Excerpted text »
═══

Silanes and Surface Modification
A Silane (not to be confused with a Saline) is pyrophoric (i.e., a gas which will ignite spontaneously without an external ignitor -- at room temperature at least) and a silicon analog of an alkane hydrocarbon. Silanes react with inorganic solids (such as glass and metals) to form stable covalent bonds which alter the surface properties of the solid. Among these properties are charge conduction, absorption, dielectric, and release. Two additional and important property modifications are: hydrophobicity and hydrophilicity. Silanes that are used as coupling agents react with with the substrate while silanes used to alter the surface energy do not. Some classes of silanes such as Methyl, various Alkyl, Aryl, and Dipodal are used to increase hydrophobicity while other classes, such as polar, hyroxylic, ionic, and masked will increase hydrophilicity.

═══

Region annotation entries »

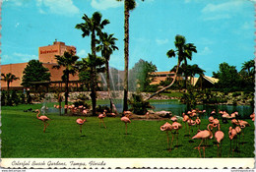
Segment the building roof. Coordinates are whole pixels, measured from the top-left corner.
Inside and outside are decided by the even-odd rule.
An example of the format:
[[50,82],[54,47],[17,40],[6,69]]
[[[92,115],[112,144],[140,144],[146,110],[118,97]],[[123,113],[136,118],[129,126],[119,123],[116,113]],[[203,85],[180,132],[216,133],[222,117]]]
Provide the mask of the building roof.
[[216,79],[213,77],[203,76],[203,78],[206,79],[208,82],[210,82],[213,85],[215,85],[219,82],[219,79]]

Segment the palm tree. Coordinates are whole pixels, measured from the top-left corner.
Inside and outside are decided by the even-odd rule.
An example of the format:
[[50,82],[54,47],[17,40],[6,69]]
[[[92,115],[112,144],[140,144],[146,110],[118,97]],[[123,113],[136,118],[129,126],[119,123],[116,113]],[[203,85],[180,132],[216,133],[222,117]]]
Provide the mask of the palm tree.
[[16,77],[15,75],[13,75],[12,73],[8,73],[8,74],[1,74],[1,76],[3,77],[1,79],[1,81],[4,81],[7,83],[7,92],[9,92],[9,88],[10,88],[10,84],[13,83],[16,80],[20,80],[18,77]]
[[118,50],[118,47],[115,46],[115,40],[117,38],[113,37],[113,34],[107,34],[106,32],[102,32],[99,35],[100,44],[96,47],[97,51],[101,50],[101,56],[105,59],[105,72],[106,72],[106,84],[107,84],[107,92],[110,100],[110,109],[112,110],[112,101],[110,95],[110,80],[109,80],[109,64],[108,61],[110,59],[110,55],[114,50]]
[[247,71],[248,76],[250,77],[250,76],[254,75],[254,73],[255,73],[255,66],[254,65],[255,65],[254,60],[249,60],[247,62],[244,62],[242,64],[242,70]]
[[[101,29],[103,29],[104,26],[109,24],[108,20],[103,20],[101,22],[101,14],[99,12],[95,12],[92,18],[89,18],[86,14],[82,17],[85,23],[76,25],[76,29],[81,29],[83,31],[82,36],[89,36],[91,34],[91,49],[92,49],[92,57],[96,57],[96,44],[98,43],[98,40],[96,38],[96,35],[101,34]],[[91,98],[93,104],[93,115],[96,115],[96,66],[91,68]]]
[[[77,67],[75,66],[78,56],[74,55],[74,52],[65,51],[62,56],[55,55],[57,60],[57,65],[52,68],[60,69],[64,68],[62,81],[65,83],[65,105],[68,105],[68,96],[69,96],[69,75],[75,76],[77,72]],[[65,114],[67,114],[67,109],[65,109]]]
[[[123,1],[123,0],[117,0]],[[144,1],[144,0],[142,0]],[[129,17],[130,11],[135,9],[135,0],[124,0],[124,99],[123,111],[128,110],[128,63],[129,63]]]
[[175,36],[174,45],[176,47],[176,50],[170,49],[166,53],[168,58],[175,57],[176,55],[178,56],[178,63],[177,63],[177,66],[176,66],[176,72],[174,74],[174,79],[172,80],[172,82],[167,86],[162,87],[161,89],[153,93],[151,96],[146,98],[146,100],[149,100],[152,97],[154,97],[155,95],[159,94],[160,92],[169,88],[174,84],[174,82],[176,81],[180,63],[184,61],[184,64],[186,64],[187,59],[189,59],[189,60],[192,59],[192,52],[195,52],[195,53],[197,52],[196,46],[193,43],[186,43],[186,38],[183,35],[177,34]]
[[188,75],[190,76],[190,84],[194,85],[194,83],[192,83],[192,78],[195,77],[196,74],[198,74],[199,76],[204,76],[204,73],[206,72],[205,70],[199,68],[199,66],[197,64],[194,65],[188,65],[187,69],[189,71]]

═══

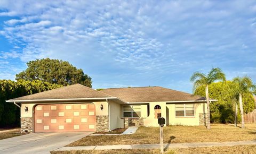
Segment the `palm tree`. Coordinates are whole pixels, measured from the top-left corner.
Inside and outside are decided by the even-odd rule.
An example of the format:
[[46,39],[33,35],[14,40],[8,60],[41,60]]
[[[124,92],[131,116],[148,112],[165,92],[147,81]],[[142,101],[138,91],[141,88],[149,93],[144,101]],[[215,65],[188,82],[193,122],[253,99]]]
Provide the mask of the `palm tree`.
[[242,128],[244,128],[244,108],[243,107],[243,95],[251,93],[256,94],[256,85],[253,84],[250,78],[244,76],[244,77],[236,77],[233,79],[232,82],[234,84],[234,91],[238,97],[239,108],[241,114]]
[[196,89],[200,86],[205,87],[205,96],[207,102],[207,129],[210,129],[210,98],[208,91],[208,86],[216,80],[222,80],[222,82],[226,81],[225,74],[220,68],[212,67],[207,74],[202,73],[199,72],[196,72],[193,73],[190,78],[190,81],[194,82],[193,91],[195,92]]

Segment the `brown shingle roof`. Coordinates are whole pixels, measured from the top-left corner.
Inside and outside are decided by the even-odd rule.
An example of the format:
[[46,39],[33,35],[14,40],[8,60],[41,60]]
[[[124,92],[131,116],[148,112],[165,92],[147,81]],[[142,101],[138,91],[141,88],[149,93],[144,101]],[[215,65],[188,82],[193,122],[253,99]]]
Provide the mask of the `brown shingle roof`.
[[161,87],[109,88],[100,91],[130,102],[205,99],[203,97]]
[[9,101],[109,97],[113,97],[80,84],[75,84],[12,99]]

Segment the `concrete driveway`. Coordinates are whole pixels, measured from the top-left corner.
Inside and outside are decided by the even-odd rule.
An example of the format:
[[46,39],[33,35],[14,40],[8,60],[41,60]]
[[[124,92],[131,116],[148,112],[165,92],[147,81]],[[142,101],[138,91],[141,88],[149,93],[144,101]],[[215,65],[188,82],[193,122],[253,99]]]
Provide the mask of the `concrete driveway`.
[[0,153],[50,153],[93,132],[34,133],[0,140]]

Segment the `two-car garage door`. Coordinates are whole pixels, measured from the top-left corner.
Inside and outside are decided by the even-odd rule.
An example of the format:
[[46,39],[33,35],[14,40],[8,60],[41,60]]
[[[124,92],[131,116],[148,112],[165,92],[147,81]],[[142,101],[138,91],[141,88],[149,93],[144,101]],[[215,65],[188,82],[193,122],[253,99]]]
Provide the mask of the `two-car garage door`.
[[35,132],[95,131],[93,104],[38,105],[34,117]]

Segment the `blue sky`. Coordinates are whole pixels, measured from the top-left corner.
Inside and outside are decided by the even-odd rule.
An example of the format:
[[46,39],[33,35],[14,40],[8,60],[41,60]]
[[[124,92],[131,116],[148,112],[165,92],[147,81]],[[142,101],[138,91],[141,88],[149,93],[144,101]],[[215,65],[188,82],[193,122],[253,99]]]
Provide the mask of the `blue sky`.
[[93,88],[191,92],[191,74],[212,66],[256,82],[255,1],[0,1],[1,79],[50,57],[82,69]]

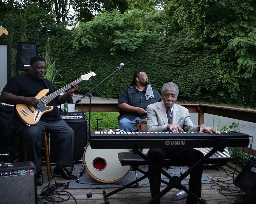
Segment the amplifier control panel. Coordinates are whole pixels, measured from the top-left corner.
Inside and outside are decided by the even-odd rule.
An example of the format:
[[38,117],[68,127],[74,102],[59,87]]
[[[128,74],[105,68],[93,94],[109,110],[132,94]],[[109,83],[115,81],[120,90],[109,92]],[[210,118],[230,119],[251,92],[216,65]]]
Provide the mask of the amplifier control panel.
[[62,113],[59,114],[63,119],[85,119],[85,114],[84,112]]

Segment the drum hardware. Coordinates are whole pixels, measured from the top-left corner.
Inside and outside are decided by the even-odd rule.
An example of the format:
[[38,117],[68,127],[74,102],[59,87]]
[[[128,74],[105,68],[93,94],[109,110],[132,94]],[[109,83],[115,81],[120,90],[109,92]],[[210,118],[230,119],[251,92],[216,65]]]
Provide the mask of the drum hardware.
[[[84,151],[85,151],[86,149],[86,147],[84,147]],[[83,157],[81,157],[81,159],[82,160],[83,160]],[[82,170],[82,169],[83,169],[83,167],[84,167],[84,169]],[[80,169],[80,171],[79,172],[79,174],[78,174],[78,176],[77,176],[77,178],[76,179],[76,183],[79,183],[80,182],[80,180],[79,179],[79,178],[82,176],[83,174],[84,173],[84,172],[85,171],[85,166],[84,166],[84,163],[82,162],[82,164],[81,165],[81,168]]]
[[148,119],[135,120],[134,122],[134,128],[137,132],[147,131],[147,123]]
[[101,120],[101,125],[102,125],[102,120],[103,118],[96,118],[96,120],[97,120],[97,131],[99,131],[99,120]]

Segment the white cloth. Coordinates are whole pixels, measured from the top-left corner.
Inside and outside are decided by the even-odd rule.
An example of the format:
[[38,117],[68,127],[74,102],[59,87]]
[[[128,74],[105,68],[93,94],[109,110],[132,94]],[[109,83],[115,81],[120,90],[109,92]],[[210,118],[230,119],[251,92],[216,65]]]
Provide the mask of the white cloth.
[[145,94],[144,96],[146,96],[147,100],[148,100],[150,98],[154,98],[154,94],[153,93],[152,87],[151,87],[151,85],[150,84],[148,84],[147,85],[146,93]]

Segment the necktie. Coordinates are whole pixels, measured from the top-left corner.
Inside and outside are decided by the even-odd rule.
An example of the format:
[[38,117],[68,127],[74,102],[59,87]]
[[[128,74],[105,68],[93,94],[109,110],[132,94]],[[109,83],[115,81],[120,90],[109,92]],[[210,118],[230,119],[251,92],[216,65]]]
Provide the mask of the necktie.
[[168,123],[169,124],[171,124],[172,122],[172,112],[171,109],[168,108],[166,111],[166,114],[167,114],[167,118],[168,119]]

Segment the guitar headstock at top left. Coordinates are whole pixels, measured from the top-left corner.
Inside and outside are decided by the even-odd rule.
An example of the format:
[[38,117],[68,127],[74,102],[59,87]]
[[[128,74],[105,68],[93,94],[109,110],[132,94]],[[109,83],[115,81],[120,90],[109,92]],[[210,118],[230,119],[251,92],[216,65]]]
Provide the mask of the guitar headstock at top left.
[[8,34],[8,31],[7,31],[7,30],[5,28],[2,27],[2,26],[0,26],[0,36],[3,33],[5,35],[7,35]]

═══

What to work on » In the silanes passage above, transcribe the stretch that begins with the words "Silanes and Surface" and ends with "will increase hydrophilicity.".

Solution to this problem »
Silanes and Surface Modification
A Silane (not to be confused with a Saline) is pyrophoric (i.e., a gas which will ignite spontaneously without an external ignitor -- at room temperature at least) and a silicon analog of an alkane hydrocarbon. Silanes react with inorganic solids (such as glass and metals) to form stable covalent bonds which alter the surface properties of the solid. Among these properties are charge conduction, absorption, dielectric, and release. Two additional and important property modifications are: hydrophobicity and hydrophilicity. Silanes that are used as coupling agents react with with the substrate while silanes used to alter the surface energy do not. Some classes of silanes such as Methyl, various Alkyl, Aryl, and Dipodal are used to increase hydrophobicity while other classes, such as polar, hyroxylic, ionic, and masked will increase hydrophilicity.